**TEXT:**
Peanut Butter Chicken

Cook Time 50 minutes

Servings 4

Ingredients

1 tbsp peanut or vegetable oil

8 chicken thighs (about 2kg), ideally bone in, skin removed

1 onion, sliced

2 cm piece of ginger, grated

1 garlic clove, chopped

1 tsp ground turmeric

210g (¾ cup) chunky peanut butter

2 tbsp honey 

3 tbsp light soy sauce 

500ml (2 cups) chicken stock 

250ml (1 cup) coconut milk, plus extra to serve

1 red capsicum, deseeded and cut into 2 pieces

Zest and juice of 1 lime

Salt and pepper

 

To garnish, red chilli, toasted peanuts & 1 makrut lime leaf finely sliced

Method

Heat oil in a large sauté pan over medium-high heat. Add the chicken, in batches if necessary, and cook for 2 minutes on each side until golden brown. Remove from the pan and set aside. Add the onion to the pan and fry for 5 minutes until softened and golden, then stir in the ginger, garlic, turmeric, peanut butter, honey, light soy sauce and 500ml chicken stock.

**WORK INSTRUCTIONS:** Carry the peanut butter chicken recipe on from its last sentence. The lines that come next are separate material, unrelated to the recipe.

**DATA EXTRACT:**
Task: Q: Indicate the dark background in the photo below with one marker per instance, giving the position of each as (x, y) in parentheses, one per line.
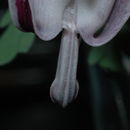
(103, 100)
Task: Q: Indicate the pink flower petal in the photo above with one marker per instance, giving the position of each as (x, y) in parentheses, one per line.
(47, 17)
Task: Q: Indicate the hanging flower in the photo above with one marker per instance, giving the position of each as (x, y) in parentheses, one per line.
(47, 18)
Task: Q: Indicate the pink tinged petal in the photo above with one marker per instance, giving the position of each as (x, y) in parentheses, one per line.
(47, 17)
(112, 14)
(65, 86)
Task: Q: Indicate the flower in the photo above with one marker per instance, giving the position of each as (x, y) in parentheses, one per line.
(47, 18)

--

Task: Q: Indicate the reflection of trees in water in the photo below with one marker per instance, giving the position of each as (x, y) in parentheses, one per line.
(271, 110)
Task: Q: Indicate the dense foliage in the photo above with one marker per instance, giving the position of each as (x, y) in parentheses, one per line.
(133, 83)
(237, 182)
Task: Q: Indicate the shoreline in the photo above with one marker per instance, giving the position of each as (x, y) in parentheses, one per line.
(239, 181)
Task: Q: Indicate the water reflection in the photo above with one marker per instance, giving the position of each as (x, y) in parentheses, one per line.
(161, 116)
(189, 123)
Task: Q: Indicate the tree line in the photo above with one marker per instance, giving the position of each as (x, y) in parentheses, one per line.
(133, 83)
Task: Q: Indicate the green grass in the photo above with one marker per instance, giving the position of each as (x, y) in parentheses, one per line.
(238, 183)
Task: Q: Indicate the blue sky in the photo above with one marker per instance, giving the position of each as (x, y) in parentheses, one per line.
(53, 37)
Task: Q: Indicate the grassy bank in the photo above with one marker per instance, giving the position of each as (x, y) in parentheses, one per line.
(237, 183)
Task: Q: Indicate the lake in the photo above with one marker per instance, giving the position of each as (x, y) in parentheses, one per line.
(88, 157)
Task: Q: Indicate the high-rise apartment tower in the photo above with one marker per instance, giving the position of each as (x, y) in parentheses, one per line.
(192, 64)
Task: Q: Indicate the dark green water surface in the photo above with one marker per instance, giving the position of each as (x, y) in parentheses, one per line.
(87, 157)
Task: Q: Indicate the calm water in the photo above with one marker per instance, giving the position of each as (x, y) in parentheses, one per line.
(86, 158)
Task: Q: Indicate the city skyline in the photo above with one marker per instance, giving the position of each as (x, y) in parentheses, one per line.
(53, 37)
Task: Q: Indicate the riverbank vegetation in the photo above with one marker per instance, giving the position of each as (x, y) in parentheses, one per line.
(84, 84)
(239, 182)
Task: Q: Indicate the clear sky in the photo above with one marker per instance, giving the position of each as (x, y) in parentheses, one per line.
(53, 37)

**FINAL ANSWER:**
Return the chicken to the pan and turn to coat in the onion and peanut butter mixture. Season with salt and pepper. Bring to the boil, then turn the heat down to low. Cover with the lid and gently simmer for 30 minutes until the chicken is cooked through and the sauce is thick.

Add the coconut milk, capsicum a further 10 minutes then add lime zest and juice.

Serve the peanut butter chicken with the chilli, peanuts and makrut lime leaf scattered over the top.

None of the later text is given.